▶ **The problem**
From the entries below, copy out every line with "plate" in it.

(Point-per-instance localization data)
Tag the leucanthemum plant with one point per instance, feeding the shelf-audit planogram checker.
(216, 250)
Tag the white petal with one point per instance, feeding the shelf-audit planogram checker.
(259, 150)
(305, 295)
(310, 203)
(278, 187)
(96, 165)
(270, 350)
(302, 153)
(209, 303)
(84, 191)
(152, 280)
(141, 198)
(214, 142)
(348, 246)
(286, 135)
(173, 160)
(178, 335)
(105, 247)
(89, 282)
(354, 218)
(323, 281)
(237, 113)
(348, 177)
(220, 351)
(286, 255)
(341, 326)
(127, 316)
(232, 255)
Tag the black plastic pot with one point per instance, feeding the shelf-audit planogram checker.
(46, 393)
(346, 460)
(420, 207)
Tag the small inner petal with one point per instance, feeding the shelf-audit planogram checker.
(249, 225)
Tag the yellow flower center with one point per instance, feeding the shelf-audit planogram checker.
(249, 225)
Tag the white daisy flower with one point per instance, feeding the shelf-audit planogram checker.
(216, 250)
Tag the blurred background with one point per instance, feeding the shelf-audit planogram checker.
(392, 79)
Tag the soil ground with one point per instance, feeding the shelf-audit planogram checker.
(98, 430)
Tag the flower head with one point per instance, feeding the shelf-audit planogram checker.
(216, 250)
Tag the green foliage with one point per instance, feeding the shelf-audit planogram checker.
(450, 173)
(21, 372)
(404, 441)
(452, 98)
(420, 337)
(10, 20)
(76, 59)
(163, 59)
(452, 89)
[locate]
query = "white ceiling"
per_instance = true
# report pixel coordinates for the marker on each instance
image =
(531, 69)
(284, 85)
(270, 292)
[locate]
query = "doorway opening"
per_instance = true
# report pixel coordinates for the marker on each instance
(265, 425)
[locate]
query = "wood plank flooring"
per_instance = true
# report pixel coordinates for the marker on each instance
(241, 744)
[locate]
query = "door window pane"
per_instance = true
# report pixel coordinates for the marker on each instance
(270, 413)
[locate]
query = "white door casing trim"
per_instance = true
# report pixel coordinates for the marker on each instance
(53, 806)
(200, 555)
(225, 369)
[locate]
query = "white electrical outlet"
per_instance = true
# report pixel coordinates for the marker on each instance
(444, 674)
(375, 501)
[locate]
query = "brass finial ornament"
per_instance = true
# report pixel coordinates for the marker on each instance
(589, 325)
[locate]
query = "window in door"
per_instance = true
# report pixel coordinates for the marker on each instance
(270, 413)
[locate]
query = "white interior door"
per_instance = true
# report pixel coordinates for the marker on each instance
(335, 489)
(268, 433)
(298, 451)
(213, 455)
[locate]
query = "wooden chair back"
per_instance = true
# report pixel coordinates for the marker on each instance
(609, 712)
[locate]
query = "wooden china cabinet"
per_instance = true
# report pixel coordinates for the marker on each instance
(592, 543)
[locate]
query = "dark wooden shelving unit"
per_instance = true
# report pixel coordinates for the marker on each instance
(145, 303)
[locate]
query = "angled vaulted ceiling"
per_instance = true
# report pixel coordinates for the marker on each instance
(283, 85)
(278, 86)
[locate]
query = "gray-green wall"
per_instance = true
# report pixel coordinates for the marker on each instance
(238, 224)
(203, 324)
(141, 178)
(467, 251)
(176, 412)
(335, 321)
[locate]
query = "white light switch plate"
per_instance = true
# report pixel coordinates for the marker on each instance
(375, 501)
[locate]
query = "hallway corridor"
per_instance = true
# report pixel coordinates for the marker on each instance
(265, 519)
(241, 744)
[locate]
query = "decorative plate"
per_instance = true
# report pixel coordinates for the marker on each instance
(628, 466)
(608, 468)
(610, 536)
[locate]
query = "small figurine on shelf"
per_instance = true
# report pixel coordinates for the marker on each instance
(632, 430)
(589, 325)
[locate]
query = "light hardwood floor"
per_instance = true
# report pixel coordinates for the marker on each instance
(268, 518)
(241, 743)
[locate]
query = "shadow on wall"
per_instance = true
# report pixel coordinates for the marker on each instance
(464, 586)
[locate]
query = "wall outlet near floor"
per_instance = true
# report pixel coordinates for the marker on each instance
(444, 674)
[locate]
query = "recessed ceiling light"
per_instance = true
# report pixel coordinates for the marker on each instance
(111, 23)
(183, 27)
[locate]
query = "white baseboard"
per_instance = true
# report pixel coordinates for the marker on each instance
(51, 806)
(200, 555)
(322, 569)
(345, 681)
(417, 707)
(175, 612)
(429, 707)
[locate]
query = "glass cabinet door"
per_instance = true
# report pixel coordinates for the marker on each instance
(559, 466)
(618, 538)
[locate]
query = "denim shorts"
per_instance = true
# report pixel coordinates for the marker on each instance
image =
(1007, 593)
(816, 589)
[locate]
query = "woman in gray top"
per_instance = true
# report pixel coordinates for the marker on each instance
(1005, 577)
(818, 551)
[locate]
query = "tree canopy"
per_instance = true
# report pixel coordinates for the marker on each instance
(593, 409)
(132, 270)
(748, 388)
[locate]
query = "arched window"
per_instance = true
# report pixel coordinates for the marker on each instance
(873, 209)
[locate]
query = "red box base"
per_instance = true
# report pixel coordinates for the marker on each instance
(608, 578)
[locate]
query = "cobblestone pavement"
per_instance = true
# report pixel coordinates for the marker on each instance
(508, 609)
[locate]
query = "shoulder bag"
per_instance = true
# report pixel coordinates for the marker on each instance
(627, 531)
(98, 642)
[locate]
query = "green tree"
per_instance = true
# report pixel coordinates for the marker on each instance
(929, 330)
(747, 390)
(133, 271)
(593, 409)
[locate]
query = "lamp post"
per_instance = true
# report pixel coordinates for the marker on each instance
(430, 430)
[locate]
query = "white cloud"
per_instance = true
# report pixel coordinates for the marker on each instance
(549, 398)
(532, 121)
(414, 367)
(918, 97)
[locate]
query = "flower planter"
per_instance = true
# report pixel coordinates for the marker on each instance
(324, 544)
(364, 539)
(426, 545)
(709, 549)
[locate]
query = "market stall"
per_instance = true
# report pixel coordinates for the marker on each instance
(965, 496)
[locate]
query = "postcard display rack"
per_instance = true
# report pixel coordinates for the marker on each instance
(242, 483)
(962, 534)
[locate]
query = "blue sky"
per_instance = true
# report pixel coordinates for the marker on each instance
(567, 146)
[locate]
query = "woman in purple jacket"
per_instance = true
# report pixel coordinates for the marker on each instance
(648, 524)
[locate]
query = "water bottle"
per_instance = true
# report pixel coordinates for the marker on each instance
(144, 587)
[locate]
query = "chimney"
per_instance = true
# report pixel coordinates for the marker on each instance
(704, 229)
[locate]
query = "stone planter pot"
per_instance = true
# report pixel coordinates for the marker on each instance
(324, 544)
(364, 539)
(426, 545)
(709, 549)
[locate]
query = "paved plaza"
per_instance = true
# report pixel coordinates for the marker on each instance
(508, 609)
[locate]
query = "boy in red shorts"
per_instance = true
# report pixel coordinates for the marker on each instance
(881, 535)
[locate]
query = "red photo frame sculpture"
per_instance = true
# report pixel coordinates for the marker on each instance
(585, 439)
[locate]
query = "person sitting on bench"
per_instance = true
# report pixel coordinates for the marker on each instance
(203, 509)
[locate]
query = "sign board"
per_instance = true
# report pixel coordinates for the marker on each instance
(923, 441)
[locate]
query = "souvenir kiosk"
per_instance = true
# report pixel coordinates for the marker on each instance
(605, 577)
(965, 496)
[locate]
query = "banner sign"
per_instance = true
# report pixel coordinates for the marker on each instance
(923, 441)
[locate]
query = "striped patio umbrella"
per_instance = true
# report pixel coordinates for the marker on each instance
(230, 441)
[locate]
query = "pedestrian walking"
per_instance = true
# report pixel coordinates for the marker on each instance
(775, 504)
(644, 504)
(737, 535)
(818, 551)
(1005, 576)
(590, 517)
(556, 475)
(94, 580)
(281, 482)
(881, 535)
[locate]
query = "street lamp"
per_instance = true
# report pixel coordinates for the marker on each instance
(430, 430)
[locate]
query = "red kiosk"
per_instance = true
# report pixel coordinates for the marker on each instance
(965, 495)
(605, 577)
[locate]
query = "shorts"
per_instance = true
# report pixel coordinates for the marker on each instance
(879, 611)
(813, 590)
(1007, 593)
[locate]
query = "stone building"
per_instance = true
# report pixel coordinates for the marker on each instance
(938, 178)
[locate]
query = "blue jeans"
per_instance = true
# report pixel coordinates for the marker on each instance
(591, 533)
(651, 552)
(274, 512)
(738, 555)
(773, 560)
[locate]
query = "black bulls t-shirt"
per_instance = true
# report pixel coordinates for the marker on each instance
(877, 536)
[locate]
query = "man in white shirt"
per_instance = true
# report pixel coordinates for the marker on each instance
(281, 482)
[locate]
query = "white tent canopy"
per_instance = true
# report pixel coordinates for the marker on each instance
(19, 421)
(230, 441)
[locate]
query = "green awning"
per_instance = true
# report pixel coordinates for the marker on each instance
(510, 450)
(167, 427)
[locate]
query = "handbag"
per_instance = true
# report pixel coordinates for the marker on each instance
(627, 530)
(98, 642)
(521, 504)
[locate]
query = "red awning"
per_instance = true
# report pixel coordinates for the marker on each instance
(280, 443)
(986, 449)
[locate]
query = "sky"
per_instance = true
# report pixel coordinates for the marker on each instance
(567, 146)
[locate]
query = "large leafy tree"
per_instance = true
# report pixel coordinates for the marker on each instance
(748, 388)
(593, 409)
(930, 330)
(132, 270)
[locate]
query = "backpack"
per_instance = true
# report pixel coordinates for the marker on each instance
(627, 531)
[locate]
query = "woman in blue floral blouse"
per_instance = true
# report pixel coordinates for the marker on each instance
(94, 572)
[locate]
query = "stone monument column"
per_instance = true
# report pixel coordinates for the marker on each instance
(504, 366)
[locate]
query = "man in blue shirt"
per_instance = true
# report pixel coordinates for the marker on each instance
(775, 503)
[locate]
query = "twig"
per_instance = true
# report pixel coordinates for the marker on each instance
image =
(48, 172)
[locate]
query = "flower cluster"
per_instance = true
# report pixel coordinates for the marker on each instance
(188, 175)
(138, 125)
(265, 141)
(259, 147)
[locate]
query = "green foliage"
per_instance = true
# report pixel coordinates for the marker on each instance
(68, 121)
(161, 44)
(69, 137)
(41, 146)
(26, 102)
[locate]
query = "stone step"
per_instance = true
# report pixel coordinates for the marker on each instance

▶ **Written answer**
query = "white light switch plate"
query = "decorative plate"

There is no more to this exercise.